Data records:
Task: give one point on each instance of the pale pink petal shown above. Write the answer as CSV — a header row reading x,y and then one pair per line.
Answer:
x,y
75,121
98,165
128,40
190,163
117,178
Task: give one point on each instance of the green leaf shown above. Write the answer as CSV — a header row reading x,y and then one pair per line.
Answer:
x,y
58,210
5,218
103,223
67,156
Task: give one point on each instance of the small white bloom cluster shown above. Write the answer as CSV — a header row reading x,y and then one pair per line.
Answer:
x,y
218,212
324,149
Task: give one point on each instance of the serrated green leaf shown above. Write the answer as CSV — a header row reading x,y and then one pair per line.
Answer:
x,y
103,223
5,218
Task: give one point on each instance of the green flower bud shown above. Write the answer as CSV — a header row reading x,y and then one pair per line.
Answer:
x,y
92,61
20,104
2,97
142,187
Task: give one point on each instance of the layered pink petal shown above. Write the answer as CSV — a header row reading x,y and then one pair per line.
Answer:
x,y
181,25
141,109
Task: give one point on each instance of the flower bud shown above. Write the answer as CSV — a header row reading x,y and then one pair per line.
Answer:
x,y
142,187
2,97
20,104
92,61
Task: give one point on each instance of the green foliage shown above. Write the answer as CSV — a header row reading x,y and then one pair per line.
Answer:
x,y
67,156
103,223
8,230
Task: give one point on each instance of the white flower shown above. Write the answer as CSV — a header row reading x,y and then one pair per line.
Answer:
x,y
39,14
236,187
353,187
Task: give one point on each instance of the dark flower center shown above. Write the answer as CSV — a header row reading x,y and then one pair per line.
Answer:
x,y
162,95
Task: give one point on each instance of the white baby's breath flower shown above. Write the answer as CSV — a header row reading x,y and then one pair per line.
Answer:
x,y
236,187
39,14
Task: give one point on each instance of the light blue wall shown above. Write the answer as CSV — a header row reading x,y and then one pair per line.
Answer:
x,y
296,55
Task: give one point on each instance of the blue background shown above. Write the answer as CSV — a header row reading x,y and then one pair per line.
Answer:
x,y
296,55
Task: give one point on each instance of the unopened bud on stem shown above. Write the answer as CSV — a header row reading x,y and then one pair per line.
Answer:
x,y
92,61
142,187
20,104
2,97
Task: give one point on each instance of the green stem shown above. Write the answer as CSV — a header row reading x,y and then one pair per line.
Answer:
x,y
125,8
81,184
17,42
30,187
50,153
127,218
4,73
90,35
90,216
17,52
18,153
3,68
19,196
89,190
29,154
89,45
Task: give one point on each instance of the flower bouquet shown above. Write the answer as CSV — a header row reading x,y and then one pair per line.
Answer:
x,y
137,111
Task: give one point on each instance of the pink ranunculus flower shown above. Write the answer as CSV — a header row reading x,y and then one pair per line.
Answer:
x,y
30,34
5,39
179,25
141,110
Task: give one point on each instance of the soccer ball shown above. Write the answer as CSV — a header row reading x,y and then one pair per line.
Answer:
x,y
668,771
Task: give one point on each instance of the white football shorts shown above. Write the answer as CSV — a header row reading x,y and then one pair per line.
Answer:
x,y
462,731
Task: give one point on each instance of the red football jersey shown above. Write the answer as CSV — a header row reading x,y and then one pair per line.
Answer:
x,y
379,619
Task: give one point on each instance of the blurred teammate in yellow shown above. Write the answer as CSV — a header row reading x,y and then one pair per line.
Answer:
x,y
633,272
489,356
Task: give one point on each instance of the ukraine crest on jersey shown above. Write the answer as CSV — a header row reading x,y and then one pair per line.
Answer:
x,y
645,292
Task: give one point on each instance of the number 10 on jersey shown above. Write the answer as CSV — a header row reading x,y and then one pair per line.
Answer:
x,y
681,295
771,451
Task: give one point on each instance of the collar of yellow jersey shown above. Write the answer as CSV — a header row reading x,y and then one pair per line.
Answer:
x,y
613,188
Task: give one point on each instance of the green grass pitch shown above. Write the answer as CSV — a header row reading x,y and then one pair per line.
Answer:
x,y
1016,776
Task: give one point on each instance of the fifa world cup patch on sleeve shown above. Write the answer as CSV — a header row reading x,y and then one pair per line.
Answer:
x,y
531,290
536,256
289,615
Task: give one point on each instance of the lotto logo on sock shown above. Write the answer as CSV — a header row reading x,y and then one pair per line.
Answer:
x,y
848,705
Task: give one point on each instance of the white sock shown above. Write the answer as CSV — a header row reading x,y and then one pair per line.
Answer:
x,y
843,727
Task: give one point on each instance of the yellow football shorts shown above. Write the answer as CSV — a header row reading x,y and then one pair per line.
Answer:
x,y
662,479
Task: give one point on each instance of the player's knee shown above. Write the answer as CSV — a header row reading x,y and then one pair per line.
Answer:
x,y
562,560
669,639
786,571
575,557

Required work:
Which lines above include the word "stem"? Show each one.

Exercise response:
Task: give one point on each instance of the unopened bud on stem shown above. Write the answer as CSV — a header row reading x,y and then one pair per line.
Task: give one point on each instance of the green stem shown above. Write the answer as CSV — a header row reading x,y and then one pair per line.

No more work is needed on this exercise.